Edit the passage of the bulb-choice thread between "I have no idea" and "stimulate plant growth.", inclusive, replacing "pink" with "purple".

(Selection)
----------------------------------------

# need help here



## freshreef (May 14, 2004)

as i can get here in israel only a few bulbs foraquaria im using regular bulbs, wanted yuor help here on choosing them.
from the following t8's and t5's - what would u choose for your planted tanks? 
philips 89 - t8
osram 77- t8
osram 830 - t8 or t5
osram 840 - " " 
osram 860 - " "
t5 10000k for reef tanks
or osram mh lamp 6500k daylight
say i can put 4-6 different bulbs
p.s - please explain your choose


----------



## Sir_BlackhOle (Jan 25, 2004)

I would go with whatever is closest to 6500-6700k.


----------



## Justin Fournier (Jan 27, 2004)

I have no idea what any of those bulbs are for, or the specs on them. I would go for whatever bulb is closest to natural daylight, and one that is pink if possible. It's most likely to have a decent peak in the red spectrum. This mixture should give you a decent CRI, as well as stimulate plant growth.

----------------------------------------

(Extracted information)
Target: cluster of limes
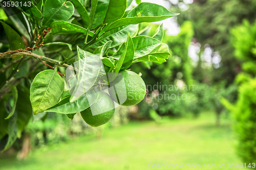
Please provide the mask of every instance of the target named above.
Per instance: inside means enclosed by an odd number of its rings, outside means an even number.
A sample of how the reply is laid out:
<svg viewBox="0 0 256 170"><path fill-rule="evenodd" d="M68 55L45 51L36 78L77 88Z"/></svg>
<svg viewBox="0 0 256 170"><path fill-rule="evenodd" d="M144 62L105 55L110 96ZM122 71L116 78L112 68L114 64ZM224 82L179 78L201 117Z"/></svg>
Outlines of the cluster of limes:
<svg viewBox="0 0 256 170"><path fill-rule="evenodd" d="M99 97L91 107L81 112L84 121L92 127L104 124L112 118L115 112L114 102L122 106L133 106L140 102L146 94L143 80L131 71L120 72L110 85L113 87L109 88L110 96L100 91ZM125 100L121 101L122 99Z"/></svg>

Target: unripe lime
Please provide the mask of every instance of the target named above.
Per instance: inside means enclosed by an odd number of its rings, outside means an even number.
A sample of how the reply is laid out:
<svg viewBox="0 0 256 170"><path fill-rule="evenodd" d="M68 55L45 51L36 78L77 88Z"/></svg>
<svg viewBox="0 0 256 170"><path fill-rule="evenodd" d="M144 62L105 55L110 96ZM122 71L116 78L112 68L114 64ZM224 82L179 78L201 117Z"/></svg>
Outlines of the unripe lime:
<svg viewBox="0 0 256 170"><path fill-rule="evenodd" d="M113 100L122 106L133 106L141 101L146 94L143 79L131 71L121 71L110 83L109 92Z"/></svg>
<svg viewBox="0 0 256 170"><path fill-rule="evenodd" d="M91 107L81 111L81 115L86 122L92 127L105 124L113 117L115 104L110 96L103 91Z"/></svg>

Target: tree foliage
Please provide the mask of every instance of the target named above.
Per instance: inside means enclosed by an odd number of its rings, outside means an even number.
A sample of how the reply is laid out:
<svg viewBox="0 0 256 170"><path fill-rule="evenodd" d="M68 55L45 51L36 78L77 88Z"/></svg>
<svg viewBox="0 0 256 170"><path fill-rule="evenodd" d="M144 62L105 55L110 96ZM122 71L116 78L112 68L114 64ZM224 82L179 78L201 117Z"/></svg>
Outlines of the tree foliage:
<svg viewBox="0 0 256 170"><path fill-rule="evenodd" d="M92 104L89 93L108 84L102 79L106 72L118 73L135 62L166 61L170 54L162 35L138 36L138 23L178 14L148 3L127 10L131 3L37 0L28 9L19 7L23 11L15 15L0 8L0 138L8 135L5 150L20 136L32 111L72 119ZM69 65L74 62L78 67ZM75 79L63 79L67 67ZM82 84L84 92L76 95ZM98 95L90 97L95 101Z"/></svg>

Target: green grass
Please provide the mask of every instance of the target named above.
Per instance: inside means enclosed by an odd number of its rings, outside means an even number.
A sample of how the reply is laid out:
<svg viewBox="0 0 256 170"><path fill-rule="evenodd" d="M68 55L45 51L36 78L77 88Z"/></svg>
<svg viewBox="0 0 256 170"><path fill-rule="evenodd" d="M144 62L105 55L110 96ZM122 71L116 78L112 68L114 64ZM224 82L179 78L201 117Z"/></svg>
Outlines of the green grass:
<svg viewBox="0 0 256 170"><path fill-rule="evenodd" d="M214 116L204 115L165 120L160 125L131 122L105 130L99 139L95 135L82 136L46 150L36 149L22 161L1 157L0 169L147 169L149 163L214 164L215 169L219 169L220 163L225 167L229 162L240 163L229 121L216 127Z"/></svg>

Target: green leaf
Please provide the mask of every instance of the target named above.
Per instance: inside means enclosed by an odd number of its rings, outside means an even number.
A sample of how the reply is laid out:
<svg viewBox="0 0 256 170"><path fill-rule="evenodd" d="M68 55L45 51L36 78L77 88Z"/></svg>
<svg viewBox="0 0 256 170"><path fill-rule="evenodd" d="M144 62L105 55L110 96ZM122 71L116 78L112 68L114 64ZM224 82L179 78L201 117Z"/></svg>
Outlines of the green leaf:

----------------------------------------

(Completed exercise)
I have no idea what any of those bulbs are for, or the specs on them. I would go for whatever bulb is closest to natural daylight, and one that is purple if possible. It's most likely to have a decent peak in the red spectrum. This mixture should give you a decent CRI, as well as stimulate plant growth.